▶ **EXERCISE PROMPT**
Report only the number of lines that contain the string "high" in the records below.

[[ SUPPLIED DATA open ]]

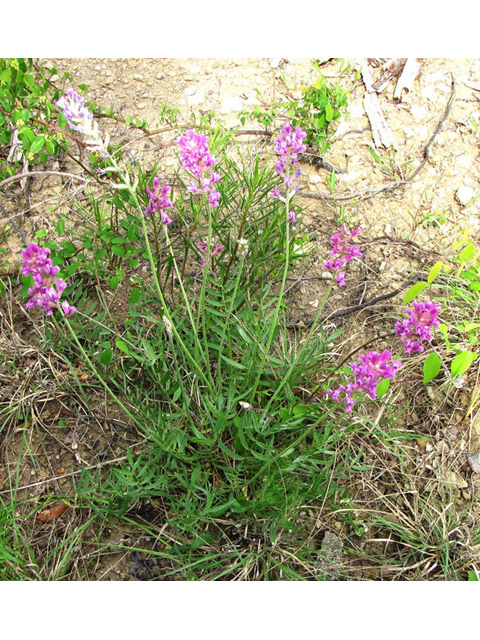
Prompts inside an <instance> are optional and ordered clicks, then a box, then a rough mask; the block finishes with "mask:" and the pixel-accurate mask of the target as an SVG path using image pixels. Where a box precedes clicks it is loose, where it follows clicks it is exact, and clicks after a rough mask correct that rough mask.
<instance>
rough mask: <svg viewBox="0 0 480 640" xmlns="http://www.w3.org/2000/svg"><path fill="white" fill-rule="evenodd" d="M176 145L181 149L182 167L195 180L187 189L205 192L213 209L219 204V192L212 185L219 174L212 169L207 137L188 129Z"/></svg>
mask: <svg viewBox="0 0 480 640" xmlns="http://www.w3.org/2000/svg"><path fill="white" fill-rule="evenodd" d="M178 145H179V146H180V147H181V149H182V151H181V155H180V161H181V163H182V166H183V168H184V169H185V171H188V172H189V173H190V174H192V175H193V176H194V177H195V178H196V180H197V181H196V182H192V183H191V184H190V185H189V186H188V191H190V193H203V194H207V195H208V203H209V205H210V207H211V208H212V209H215V208H216V207H217V206H218V204H219V200H220V193H219V192H218V191H217V190H216V189H214V188H213V185H214V184H215V183H216V182H218V180H220V177H221V176H220V174H219V173H216V172H215V171H213V169H212V167H213V165H214V164H215V163H216V159H215V158H214V157H213V156H212V155H211V152H210V148H209V146H208V137H207V136H204V135H202V134H199V133H195V132H194V131H192V129H189V130H188V131H186V132H185V133H184V134H183V135H182V136H180V138H179V140H178Z"/></svg>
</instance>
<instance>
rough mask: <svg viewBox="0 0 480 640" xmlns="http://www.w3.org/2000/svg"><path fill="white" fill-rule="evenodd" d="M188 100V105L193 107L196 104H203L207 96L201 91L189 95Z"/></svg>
mask: <svg viewBox="0 0 480 640" xmlns="http://www.w3.org/2000/svg"><path fill="white" fill-rule="evenodd" d="M187 101H188V106H189V107H193V106H194V105H196V104H203V102H205V96H204V94H203V93H199V94H198V95H195V96H189V97H188V99H187Z"/></svg>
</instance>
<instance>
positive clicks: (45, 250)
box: [21, 242, 76, 316]
mask: <svg viewBox="0 0 480 640" xmlns="http://www.w3.org/2000/svg"><path fill="white" fill-rule="evenodd" d="M49 255H50V249H47V248H45V249H44V248H42V247H39V246H38V245H37V244H35V242H32V243H30V244H29V245H28V246H27V247H26V248H25V249H23V250H22V257H23V260H22V262H21V264H22V269H21V273H22V274H23V275H24V276H31V277H32V278H33V287H31V288H30V289H29V290H28V293H29V294H30V295H31V296H32V298H31V299H30V300H29V301H28V302H27V303H26V304H25V306H26V307H27V309H33V308H34V307H41V308H42V309H43V310H44V311H45V313H46V315H47V316H51V315H52V313H53V310H54V309H55V308H57V306H58V303H59V302H60V298H61V295H62V293H63V292H64V290H65V288H66V286H67V284H66V282H65V281H64V280H62V279H61V278H57V274H58V273H59V271H60V268H59V267H54V266H53V262H52V261H51V259H50V258H49V257H48V256H49ZM62 308H63V311H64V313H65V315H71V314H72V313H74V312H75V311H76V308H75V307H73V306H70V305H69V304H68V302H66V301H64V302H62Z"/></svg>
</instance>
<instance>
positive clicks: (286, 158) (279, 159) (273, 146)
mask: <svg viewBox="0 0 480 640" xmlns="http://www.w3.org/2000/svg"><path fill="white" fill-rule="evenodd" d="M306 136H307V134H306V133H305V131H303V130H302V129H301V127H298V126H297V127H295V128H293V126H292V124H291V123H290V122H287V124H285V126H284V127H283V129H281V130H280V132H279V133H278V135H277V137H276V138H274V139H273V148H274V149H275V152H276V153H277V154H278V155H279V156H280V158H279V159H278V161H277V163H276V165H275V171H276V172H277V173H278V175H279V176H280V177H281V178H283V183H284V185H285V186H286V188H287V189H291V188H292V186H293V180H294V178H298V177H299V176H300V174H301V170H300V168H299V167H297V168H295V169H294V166H295V165H296V164H297V163H298V154H299V153H301V152H304V151H305V150H306V148H307V147H306V145H305V144H304V143H303V142H302V140H303V139H304V138H306ZM297 189H298V186H297V187H295V190H297ZM277 193H278V189H277ZM274 197H276V196H274Z"/></svg>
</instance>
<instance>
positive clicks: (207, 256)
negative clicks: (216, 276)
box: [198, 240, 225, 267]
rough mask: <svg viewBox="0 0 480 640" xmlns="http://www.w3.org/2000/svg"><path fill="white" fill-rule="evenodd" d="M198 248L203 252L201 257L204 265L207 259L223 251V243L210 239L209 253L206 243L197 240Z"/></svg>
mask: <svg viewBox="0 0 480 640" xmlns="http://www.w3.org/2000/svg"><path fill="white" fill-rule="evenodd" d="M198 248H199V249H200V250H201V251H204V252H205V254H206V255H205V257H203V258H202V266H203V267H204V266H205V265H206V264H207V259H208V258H209V257H210V258H213V257H214V256H218V255H219V254H220V253H222V251H224V249H225V247H224V246H223V244H214V243H213V242H212V241H211V242H210V253H209V252H208V243H207V242H203V240H199V241H198Z"/></svg>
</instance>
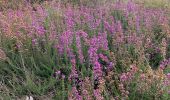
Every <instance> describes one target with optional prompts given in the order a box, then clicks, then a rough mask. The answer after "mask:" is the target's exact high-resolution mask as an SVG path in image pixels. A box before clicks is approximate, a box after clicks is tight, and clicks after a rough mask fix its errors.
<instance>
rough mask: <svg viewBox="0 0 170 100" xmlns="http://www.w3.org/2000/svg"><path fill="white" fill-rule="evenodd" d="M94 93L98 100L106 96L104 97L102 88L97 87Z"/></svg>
mask: <svg viewBox="0 0 170 100" xmlns="http://www.w3.org/2000/svg"><path fill="white" fill-rule="evenodd" d="M93 94H94V96H95V98H96V100H104V98H103V97H102V95H101V94H100V90H99V89H96V90H94V91H93Z"/></svg>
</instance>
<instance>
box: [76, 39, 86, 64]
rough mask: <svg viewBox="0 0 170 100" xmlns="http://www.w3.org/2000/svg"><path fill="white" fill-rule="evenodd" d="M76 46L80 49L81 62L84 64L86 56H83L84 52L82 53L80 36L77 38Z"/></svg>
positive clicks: (79, 54) (80, 57) (79, 51)
mask: <svg viewBox="0 0 170 100" xmlns="http://www.w3.org/2000/svg"><path fill="white" fill-rule="evenodd" d="M76 45H77V48H78V56H79V59H80V62H81V63H83V62H84V56H83V52H82V47H81V40H80V36H76Z"/></svg>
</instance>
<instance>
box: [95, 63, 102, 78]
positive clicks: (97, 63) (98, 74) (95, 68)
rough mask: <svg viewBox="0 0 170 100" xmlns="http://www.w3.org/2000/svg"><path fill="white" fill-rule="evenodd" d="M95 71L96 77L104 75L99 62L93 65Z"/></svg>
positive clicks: (95, 77) (97, 77) (99, 76)
mask: <svg viewBox="0 0 170 100" xmlns="http://www.w3.org/2000/svg"><path fill="white" fill-rule="evenodd" d="M93 73H94V78H95V79H97V78H100V77H102V67H101V65H100V63H99V62H95V64H94V66H93Z"/></svg>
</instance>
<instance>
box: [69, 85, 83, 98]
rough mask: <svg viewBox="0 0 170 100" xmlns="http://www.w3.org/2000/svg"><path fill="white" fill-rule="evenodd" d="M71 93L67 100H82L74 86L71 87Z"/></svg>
mask: <svg viewBox="0 0 170 100" xmlns="http://www.w3.org/2000/svg"><path fill="white" fill-rule="evenodd" d="M71 92H72V97H69V100H83V97H82V96H81V95H79V92H78V90H77V88H76V87H75V86H74V87H72V90H71Z"/></svg>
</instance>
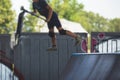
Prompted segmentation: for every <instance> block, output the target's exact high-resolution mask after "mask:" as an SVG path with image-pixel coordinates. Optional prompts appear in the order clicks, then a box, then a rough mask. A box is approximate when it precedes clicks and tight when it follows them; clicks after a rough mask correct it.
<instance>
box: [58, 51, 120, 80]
mask: <svg viewBox="0 0 120 80" xmlns="http://www.w3.org/2000/svg"><path fill="white" fill-rule="evenodd" d="M60 80H120V55H119V54H80V53H74V54H72V57H71V59H70V60H69V62H68V64H67V66H66V68H65V70H64V71H63V73H62V75H61V76H60Z"/></svg>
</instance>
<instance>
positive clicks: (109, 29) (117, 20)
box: [109, 18, 120, 32]
mask: <svg viewBox="0 0 120 80" xmlns="http://www.w3.org/2000/svg"><path fill="white" fill-rule="evenodd" d="M109 31H111V32H120V18H115V19H111V20H110V21H109Z"/></svg>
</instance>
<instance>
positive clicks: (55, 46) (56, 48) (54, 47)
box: [47, 46, 57, 51]
mask: <svg viewBox="0 0 120 80" xmlns="http://www.w3.org/2000/svg"><path fill="white" fill-rule="evenodd" d="M56 50H57V47H56V46H52V47H50V48H48V49H47V51H56Z"/></svg>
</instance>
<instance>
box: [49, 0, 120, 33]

[[ SUPPLIED DATA closed ]]

▶ **SOLUTION TO THE EXERCISE**
2